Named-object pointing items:
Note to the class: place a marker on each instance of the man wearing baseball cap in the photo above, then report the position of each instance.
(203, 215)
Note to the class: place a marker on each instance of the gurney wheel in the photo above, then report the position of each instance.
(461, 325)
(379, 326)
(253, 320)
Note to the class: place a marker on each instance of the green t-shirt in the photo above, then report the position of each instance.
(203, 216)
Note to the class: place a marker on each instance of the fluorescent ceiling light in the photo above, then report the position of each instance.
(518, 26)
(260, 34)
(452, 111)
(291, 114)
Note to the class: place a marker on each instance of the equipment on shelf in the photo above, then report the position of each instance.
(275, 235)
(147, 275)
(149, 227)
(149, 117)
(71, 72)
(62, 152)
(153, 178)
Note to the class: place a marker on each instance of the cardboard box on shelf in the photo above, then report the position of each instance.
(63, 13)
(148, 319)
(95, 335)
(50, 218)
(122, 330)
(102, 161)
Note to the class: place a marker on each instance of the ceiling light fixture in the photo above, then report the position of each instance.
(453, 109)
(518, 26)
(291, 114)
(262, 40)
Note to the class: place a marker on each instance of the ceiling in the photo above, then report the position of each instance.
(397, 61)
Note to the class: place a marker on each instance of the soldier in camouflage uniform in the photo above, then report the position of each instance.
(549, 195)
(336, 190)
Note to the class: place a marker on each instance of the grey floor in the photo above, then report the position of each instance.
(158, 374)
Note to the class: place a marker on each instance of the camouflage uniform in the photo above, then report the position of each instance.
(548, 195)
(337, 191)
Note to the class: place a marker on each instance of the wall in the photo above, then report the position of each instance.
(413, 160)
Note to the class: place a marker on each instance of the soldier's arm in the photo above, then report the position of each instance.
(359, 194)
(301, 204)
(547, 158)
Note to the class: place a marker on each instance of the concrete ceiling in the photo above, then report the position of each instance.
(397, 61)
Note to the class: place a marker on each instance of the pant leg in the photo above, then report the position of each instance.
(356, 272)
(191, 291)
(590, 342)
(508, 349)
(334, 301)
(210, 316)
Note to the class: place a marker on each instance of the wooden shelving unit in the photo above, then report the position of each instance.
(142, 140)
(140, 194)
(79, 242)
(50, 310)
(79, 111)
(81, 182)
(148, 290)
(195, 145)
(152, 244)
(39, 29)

(TASK INSTRUCTIONS) Render every line of the items above as a JSON array of strings, one string per line, omitting blank lines.

(RESPONSE BELOW)
[
  "Note to the class: place a marker on each instance of the man wearing baseball cap in the photo above, then report the position of each instance.",
  "(203, 215)",
  "Note to the class: place a marker on each instance of the gurney wheel in the photo above, then report the position of each instance.",
  "(461, 325)",
  "(379, 326)",
  "(253, 320)",
  "Note to the class: place a marker on each instance of the green t-shirt in the photo above, then report the position of each instance.",
  "(203, 216)",
  "Note to the class: place a marker on each instance of the fluorescent ceiling light in the photo above, then report the position of each instance.",
  "(518, 26)",
  "(260, 34)",
  "(452, 111)",
  "(291, 114)",
  "Note to the class: place a marker on each instance of the equipment on shelf in the photo above, then report the position of each instance.",
  "(275, 235)",
  "(147, 275)",
  "(149, 227)",
  "(149, 117)",
  "(71, 72)",
  "(62, 152)",
  "(153, 178)",
  "Note to the class: place a marker on each instance of the cardboard box on shelf in the photo above, then report the position of each instance.",
  "(63, 13)",
  "(148, 319)",
  "(95, 335)",
  "(50, 218)",
  "(122, 330)",
  "(102, 161)",
  "Note to the class: place a marker on each instance of the ceiling light fixture in the photo above, then report the position of each instance.",
  "(453, 109)",
  "(518, 26)",
  "(291, 114)",
  "(262, 40)",
  "Note to the class: place a marker on each instance of the ceiling in the photo above, then report the position of each instance.",
  "(397, 61)",
  "Note to the class: place a marker on each instance of the soldier in camouflage uniform in the photo above, then report the position of each instance.",
  "(549, 195)",
  "(336, 190)",
  "Note to the class: place a marker on each instance of the grey floor in the photo above, then report the position of each instance.",
  "(158, 374)",
  "Note to the class: place a marker on each instance of the camouflage uniform in the photo above, then report the position of each instance.",
  "(548, 195)",
  "(337, 191)",
  "Note to the class: place a marker on each instance of the wall in the photo above, then report the position of each instance.",
  "(413, 160)",
  "Note to the class: place a marker on each instance of the soldier's arm in the photo above, then report the position of each instance.",
  "(359, 194)",
  "(301, 204)",
  "(547, 158)",
  "Note to the class: place a marker on each instance of the concrete ceiling in the photo above, then report the position of each instance.",
  "(397, 61)",
  "Note to the class: place a marker on each instance of the pant leg in the photo above, then report the position of each instance.",
  "(356, 272)",
  "(191, 291)",
  "(590, 342)",
  "(508, 349)",
  "(334, 301)",
  "(210, 316)",
  "Note to the class: place a marker on each instance of the wooden shelving unit in the photo above, then report the position of each instance.",
  "(142, 140)",
  "(140, 194)",
  "(79, 242)",
  "(50, 310)",
  "(79, 111)",
  "(81, 182)",
  "(148, 290)",
  "(195, 145)",
  "(152, 244)",
  "(39, 29)"
]